Quoted passage:
Hypothesis and Predictions
Hypothesis a statement, formulated by the researcher, which makes an
assertion about what is true in a particular situation; often a statement
asserting that two or more variables are related. Therefore, it is only a
tentative idea waiting for evidence to support or refute it.
Hypothesis can be general, informal questions (ie. Do males and females
differ in their drinking ability). In such cases, the researchers develop a
procedure for collecting data to answer the questions. These are informal
hypotheses or simply questions about behavior.
Formal hypotheses state that two or more variables are related (ie. Crowding
results in reduced performance on cognitive tasks”).
Such hypotheses are formulated on the basis of past research and theoretical
considerations. The research will then design an experiment to test the
hypothesis.
At this point the experimenter will make a specific prediction concerning
the outcome of the experiment.

Stored data:
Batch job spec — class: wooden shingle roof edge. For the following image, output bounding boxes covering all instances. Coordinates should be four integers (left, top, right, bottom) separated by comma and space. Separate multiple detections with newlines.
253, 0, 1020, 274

Required actions:
• 1. Answer these about the passage on hypotheses and predictions, one line each:
(a) What example of an informal hypothesis does it give?
(b) On what basis are formal hypotheses formulated?
(c) Once the experiment is designed to test a hypothesis, what does the experimenter make?
• 2. Write the next part of the passage on hypotheses and predictions, picking up after its final sentence.

Outputs by task:
• 1.
(a) Do males and females differ in their drinking ability.
(b) Past research and theoretical considerations.
(c) A specific prediction concerning the outcome of the experiment.

• 2.
If the prediction is confirmed by the results, the hypothesis is supported; if
the prediction is not confirmed, we will either reject the hypothesis or conduct
further research using different methods.
A hypothesis can only be supported is cannot be proven.
Who we Study: A Note on Terminology
Participants are also referred to as subjects. The publication Manual of the
American Psychological Association recommends using the term
participants when describing humans who take part in psychological
research.
Respondents individuals who take part in survey research.
Informants people who help researchers understand the dynamics of
particular cultural and organizational settings the term originated in
anthropological and sociological research.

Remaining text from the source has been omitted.